'''

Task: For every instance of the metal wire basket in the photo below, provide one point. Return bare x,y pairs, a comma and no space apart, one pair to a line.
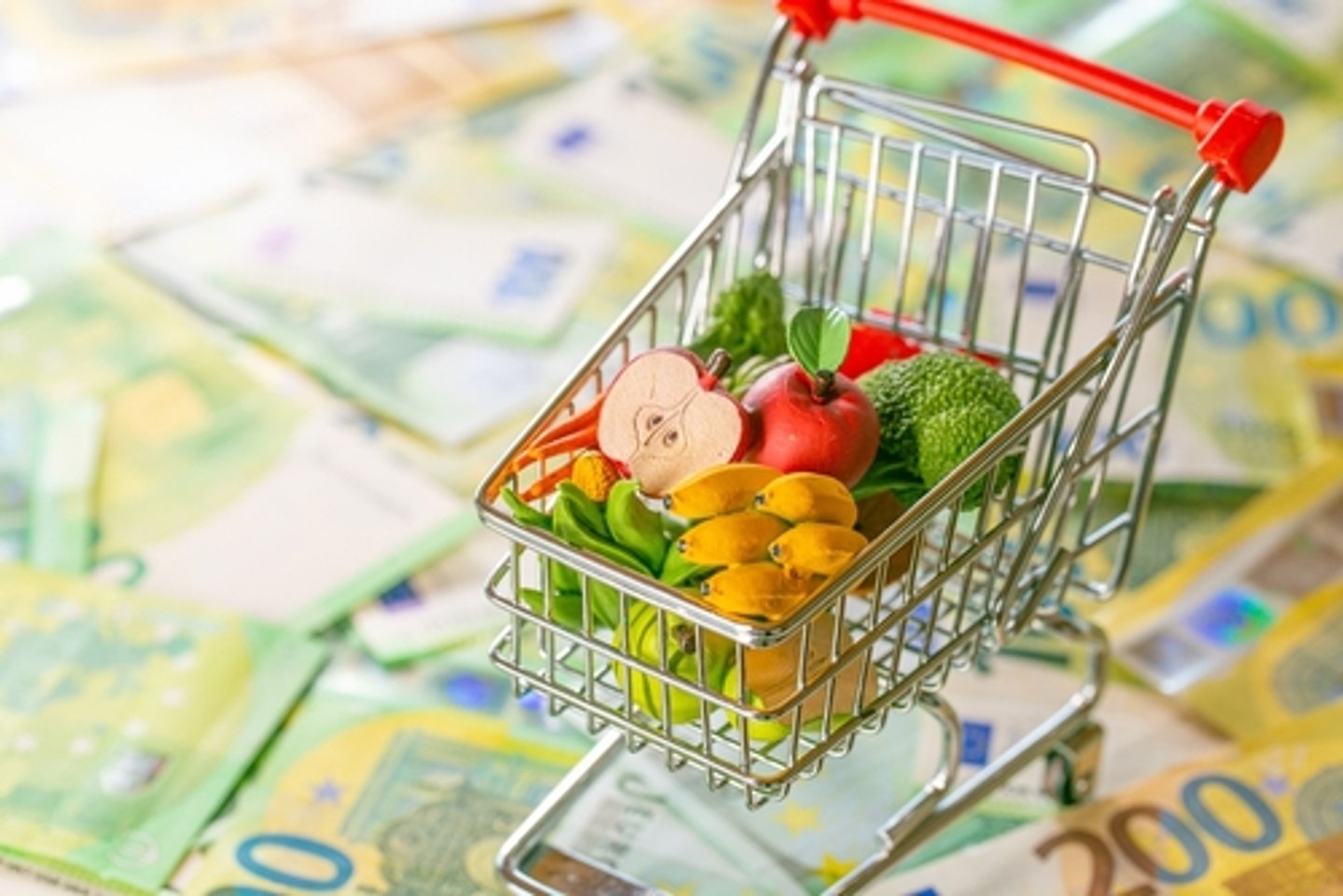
967,232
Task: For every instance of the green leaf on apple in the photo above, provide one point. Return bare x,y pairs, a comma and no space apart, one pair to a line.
818,338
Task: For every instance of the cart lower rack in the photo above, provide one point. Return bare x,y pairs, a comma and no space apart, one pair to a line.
961,231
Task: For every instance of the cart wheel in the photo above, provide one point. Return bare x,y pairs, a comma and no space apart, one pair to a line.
1072,765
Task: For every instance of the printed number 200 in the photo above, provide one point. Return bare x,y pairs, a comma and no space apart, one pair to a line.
341,868
1197,857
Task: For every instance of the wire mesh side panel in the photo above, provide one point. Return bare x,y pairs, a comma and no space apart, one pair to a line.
991,237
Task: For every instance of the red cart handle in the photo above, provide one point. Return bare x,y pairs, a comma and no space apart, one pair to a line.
1239,140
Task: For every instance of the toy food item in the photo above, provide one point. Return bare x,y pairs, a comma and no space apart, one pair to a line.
771,679
817,548
733,538
665,418
809,497
808,417
762,590
681,642
935,411
719,489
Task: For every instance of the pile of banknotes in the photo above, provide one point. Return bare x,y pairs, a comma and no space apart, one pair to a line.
281,280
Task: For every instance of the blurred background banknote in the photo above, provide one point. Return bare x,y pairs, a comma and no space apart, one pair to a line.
436,609
211,487
666,831
1266,821
48,457
174,145
55,45
127,720
1215,606
390,782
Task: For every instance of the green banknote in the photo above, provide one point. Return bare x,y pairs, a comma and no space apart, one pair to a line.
669,832
1211,614
127,720
1266,821
393,783
211,485
48,459
1294,670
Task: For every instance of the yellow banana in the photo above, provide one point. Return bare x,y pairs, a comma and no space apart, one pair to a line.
809,497
817,548
756,590
723,488
732,538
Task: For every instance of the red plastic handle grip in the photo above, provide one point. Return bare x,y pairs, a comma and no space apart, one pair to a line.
1239,140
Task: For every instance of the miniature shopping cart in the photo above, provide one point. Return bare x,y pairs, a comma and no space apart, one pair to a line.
966,232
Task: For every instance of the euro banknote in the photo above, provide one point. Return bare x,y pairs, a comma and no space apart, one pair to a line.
391,782
48,454
1248,823
62,46
669,832
1218,605
436,609
182,145
1324,378
214,487
1294,670
1181,517
127,720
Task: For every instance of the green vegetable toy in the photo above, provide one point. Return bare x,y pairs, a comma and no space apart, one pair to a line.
935,411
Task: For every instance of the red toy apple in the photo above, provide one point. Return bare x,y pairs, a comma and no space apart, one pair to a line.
665,418
806,415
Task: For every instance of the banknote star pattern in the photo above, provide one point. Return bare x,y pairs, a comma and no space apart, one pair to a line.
328,792
798,819
833,869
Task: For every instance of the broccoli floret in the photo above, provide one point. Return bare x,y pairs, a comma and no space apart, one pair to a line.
936,410
747,320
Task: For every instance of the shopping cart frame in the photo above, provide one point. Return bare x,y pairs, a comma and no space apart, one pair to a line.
973,579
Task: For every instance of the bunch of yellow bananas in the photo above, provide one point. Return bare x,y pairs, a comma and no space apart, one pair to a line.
775,535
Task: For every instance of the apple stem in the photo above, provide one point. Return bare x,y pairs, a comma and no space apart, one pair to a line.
823,384
716,367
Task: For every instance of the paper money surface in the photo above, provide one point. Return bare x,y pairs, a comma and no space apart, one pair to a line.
54,45
669,832
127,719
436,607
402,783
48,456
1143,734
1254,823
353,252
1294,670
179,145
211,487
1213,607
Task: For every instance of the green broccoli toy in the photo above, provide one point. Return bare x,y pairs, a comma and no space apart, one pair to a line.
935,410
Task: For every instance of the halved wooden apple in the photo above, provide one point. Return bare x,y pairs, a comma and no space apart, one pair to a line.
665,418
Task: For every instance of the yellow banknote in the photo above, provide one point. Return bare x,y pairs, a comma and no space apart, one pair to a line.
386,783
213,487
127,719
1264,822
1294,670
1215,607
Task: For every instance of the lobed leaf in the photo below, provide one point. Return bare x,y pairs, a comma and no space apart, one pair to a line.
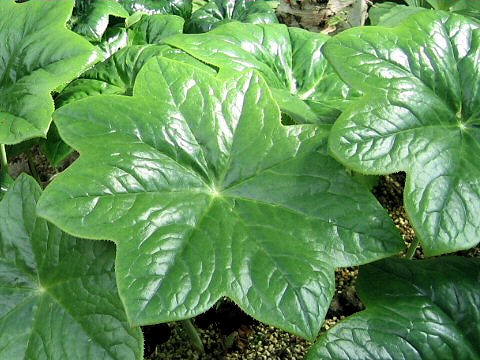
207,195
58,298
420,114
303,82
92,17
37,55
219,12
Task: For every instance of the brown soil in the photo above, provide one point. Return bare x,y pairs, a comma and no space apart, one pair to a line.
228,333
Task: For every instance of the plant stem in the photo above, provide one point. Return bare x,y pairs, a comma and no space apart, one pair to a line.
411,249
3,153
192,335
33,168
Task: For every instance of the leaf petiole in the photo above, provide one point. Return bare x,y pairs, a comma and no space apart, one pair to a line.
4,160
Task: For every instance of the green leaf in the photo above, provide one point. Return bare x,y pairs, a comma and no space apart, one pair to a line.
207,195
218,12
37,55
92,18
114,39
153,29
391,14
5,182
58,298
304,83
182,8
54,148
117,74
420,115
415,310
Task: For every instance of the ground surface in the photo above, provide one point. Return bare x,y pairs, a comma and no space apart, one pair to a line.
226,332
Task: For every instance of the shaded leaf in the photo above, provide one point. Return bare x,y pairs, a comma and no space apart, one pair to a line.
415,310
37,55
58,298
207,195
182,8
218,12
290,60
91,20
153,29
420,115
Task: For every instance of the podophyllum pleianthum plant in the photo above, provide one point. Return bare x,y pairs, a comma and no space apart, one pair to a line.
207,160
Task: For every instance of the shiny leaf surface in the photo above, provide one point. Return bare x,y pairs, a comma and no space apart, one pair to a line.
415,310
37,55
181,8
218,12
154,28
420,115
58,298
117,74
303,82
207,195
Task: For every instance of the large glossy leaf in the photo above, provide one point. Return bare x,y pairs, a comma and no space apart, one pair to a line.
91,18
37,54
391,14
420,115
303,82
218,12
415,310
58,298
207,195
117,74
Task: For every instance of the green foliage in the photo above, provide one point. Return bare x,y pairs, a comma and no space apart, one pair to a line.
58,298
37,55
420,114
301,79
91,18
218,12
415,310
392,14
186,166
207,195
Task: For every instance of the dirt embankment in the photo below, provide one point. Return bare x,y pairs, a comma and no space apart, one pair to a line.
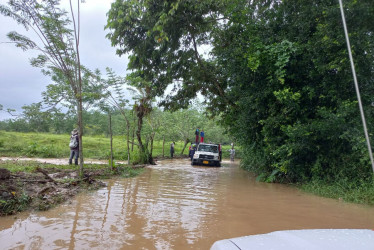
42,189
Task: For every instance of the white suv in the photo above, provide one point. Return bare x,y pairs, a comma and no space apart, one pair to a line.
207,154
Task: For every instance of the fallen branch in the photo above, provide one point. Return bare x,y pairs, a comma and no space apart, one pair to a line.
133,143
38,169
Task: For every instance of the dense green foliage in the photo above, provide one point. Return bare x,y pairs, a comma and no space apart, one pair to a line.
278,75
296,112
356,191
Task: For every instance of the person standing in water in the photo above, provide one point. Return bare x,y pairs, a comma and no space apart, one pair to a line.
202,134
197,135
74,147
172,149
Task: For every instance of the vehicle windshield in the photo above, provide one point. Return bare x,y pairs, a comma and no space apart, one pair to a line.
208,148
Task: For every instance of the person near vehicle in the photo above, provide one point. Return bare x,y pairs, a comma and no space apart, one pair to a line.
220,152
74,147
232,152
172,149
202,134
192,150
197,135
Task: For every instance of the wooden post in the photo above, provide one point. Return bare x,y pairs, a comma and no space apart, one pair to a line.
163,147
111,141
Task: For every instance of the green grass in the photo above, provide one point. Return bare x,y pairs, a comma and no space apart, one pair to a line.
361,192
56,146
46,145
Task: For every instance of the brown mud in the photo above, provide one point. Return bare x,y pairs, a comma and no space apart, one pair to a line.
35,191
46,187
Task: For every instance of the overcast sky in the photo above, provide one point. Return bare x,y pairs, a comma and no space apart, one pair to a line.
21,84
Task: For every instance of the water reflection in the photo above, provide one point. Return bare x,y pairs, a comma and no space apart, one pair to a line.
176,206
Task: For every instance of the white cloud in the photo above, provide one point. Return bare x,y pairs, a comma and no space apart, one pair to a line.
21,84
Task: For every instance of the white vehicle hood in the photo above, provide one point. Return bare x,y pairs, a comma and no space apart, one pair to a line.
313,239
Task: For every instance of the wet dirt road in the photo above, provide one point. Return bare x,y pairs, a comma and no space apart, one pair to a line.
176,206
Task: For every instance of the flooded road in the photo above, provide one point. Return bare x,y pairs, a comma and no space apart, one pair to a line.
176,206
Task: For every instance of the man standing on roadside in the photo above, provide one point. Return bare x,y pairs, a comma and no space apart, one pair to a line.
74,147
197,136
172,149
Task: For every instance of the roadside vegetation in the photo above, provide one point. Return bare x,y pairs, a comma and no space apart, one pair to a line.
277,79
357,191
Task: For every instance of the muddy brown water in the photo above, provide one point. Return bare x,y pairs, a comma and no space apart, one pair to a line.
176,206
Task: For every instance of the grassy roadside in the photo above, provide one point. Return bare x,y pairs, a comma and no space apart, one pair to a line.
27,188
360,192
45,145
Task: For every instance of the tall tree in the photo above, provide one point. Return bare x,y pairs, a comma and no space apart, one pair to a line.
165,39
58,44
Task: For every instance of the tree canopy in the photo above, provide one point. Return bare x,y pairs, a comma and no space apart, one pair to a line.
278,74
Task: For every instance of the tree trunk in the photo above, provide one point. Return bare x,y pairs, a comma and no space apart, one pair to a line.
152,138
128,146
163,147
138,133
111,142
80,126
133,135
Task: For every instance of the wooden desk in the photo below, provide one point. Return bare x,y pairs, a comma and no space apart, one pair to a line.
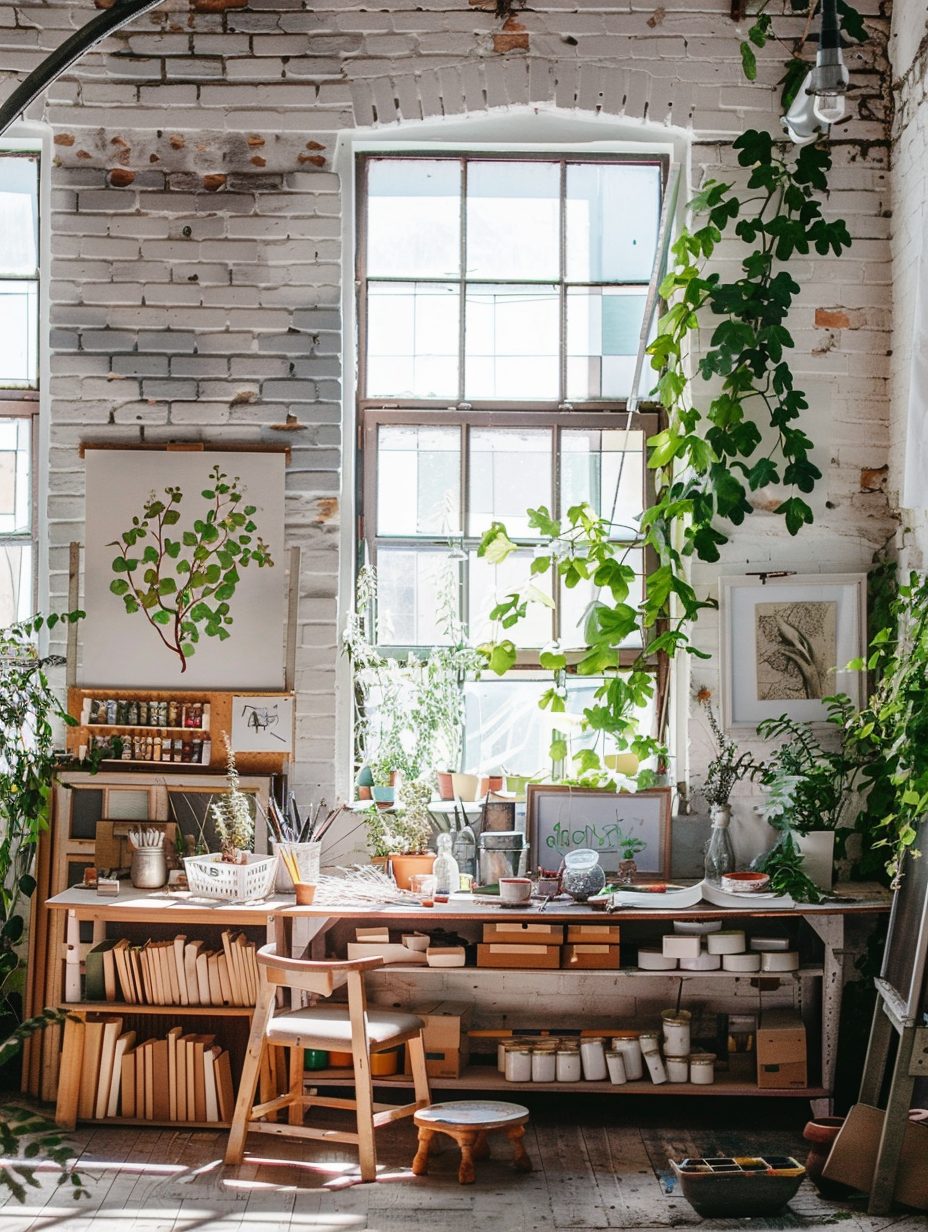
520,998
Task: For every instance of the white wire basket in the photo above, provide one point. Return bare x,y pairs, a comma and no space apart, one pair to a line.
211,877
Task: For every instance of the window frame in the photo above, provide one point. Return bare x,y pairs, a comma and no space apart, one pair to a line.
24,402
561,413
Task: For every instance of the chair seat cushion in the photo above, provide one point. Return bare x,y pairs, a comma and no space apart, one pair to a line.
329,1028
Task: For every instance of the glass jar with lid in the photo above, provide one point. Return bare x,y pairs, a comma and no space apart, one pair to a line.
583,876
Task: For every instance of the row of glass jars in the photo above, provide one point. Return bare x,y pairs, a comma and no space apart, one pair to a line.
558,1060
592,1058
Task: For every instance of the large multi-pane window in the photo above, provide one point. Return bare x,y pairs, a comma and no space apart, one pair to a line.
503,304
19,378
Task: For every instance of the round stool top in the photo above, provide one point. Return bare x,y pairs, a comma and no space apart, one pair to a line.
481,1113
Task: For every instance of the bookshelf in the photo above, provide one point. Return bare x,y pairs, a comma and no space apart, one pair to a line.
139,920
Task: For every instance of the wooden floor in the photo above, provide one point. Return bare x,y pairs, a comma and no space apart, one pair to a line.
599,1163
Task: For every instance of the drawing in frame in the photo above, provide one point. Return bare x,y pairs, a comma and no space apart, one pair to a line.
561,819
786,643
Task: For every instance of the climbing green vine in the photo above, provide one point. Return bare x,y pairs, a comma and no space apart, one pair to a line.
748,439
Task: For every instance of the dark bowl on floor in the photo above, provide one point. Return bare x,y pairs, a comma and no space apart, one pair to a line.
741,1187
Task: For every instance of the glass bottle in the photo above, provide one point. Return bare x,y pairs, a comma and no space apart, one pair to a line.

'''

▶ **SHORT TASK**: Put the lines of the material from the line with "Task: For every instance of the wooden floor" through the end of the material into a Markdown table with two columns, Row and Line. Number each row and skip any blank lines.

▶ **EXERCISE RESPONSE**:
| Row | Line |
|---|---|
| 1 | Task: For every instance of the wooden floor in the photo above, provide one point. Return bare x,y pairs, a comma and no space apart, one pair to a line. |
| 2 | 599,1163 |
| 3 | Task: For every instance of the drawing in frame in the photo above, provide one point. Return bare x,y pairs, a comma and no space apart, one pair to a line. |
| 4 | 561,819 |
| 5 | 786,643 |
| 6 | Task: For every instance of the climbing green vine in the photo above, provide one point. Return bare x,y pairs, a comma and no space apart, one pair to a line. |
| 7 | 748,439 |
| 8 | Task: For every instance of the dark bowl on floor in the photo above, provide one point. Return bare x,y pairs, a comma and no space apart, one pair to a line. |
| 9 | 741,1187 |
| 10 | Task: For every instance of the glass bottle in the photo above, provide one point. Return bare x,y pairs, a comma and no space apart, one pair to a line. |